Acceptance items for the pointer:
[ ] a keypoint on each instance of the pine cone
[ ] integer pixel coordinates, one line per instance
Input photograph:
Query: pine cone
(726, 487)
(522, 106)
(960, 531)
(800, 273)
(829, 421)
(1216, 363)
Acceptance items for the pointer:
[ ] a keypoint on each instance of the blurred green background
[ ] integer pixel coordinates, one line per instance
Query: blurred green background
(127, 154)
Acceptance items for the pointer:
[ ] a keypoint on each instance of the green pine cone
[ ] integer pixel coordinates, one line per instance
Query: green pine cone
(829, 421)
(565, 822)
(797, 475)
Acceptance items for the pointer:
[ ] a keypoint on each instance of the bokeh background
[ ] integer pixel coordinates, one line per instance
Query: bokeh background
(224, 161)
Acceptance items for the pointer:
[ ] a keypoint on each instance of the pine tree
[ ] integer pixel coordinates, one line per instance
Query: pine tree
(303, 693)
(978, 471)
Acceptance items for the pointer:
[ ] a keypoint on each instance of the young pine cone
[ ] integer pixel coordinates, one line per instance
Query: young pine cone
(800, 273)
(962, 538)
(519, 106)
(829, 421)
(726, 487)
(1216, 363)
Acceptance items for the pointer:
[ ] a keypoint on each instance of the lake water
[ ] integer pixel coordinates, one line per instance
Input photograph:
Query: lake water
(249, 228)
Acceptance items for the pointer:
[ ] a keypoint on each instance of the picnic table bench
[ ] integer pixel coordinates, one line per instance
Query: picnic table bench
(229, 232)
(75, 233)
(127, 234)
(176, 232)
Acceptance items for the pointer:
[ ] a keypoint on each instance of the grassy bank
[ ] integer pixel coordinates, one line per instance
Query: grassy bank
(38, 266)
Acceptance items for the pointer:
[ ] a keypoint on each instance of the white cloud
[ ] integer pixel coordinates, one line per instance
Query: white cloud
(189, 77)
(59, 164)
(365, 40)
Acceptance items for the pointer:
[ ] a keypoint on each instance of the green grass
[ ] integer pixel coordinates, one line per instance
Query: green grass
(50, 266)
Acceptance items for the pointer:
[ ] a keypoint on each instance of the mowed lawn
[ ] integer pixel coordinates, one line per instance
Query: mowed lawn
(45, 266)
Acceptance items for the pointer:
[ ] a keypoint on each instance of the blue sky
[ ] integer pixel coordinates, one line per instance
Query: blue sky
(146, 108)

· · · ·

:: Given exercise ::
Please reproduce each record precisely as written.

:: Task output ::
Acceptance items for the pointer:
[ ] a keypoint on each instance of the pine cone
[ ] integer pixel coordinates, one line per instance
Input photograph:
Query: pine cone
(726, 487)
(522, 106)
(960, 531)
(800, 273)
(829, 421)
(1216, 363)
Acceptance items for the pointer:
[ ] a keypoint on each instance of the blurred green background
[ ] integer pixel coordinates, one line per instance
Query: blurred green background
(127, 154)
Acceptance items for the pointer:
[ ] a keypoint on each instance of the green pine cone
[ ] integer pixel coordinates, one line per instance
Query: green pine cone
(829, 421)
(565, 822)
(797, 475)
Acceptance items for the pointer:
[ ] a keypoint on each instance of the bokeh background
[ ] integer pixel coordinates, one line per instance
Query: bokeh background
(224, 161)
Acceptance items for the pointer:
[ ] a keypoint on each instance of the pine tree
[ ] integer pixel coordinates, one line per instance
Query: pine tree
(303, 693)
(978, 471)
Acceptance items for the pointer:
[ ] a keypoint on each instance of the young pine cone
[ ] integer pixel coordinates, one line per instance
Query: young pine cone
(800, 273)
(962, 538)
(519, 106)
(829, 421)
(726, 487)
(1216, 363)
Acceptance items for the pointer:
[ ] a keypoint on each instance of the lake water
[ ] integer pixel coordinates, one line per instance
Input photograph:
Query: lake water
(249, 228)
Acceptance items for the pointer:
[ ] a keypoint on each instance of the picnic table bench
[ ] integer pixel coordinates, one line per instance
Query: picnic table bench
(229, 232)
(75, 233)
(127, 234)
(176, 232)
Acceptance items for the pointer:
[ ] a keypoint on each instance of the grassy bank
[ ] integer pixel coordinates, one line per instance
Query: grassy bank
(38, 266)
Acceptance items for the pointer:
[ ] a keypoint on each instance of the white cloud
[ ] integer pixel coordinates, one line per instance
Query: white cloud
(189, 77)
(59, 164)
(365, 40)
Acceptance items for the pointer:
[ ] a keypoint on each instance of the green grass
[ ] integer pixel coordinates, one line per instance
Query: green grass
(50, 266)
Acceptance items for the pointer:
[ ] a keypoint on each instance of the mowed lawn
[ ] integer pixel coordinates, one line per instance
Query: mowed lawn
(45, 266)
Acceptance items for the pointer:
[ ] a keypoint on each instance of the blue sky
[ ] integer pixel coordinates, one line per instance
Query: blue sky
(146, 108)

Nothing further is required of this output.